» PROBLEM DETAILS: All lines from the one containing "of the white" through the end of the entries below should appear in the answer exactly, with no others.
____________
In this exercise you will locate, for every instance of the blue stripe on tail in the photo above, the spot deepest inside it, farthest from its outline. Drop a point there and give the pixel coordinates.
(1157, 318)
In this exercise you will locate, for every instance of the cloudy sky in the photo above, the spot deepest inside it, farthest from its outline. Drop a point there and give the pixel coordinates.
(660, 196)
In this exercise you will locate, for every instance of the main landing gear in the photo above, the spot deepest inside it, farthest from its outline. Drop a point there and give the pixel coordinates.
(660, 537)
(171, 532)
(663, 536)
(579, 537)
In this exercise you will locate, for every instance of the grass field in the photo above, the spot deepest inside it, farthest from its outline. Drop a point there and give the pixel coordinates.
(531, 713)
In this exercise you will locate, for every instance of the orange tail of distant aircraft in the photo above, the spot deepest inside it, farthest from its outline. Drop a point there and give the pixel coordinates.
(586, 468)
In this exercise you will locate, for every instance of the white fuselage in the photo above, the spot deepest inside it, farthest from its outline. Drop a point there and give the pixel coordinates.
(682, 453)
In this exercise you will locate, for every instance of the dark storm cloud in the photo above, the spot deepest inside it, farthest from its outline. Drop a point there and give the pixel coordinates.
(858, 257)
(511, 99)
____________
» REPLY:
In this exercise you will locate, for every instance of the white fuselage in the photo above, the spot deepest inside it, farthest from its outline. Drop a point there and give the pixel coordinates.
(682, 453)
In this exercise you will locate, for every instance of the dark storm cloud in the photo above, the spot deepest inside it, farthest from its outline. Drop a point there and give the pixel coordinates.
(858, 257)
(511, 99)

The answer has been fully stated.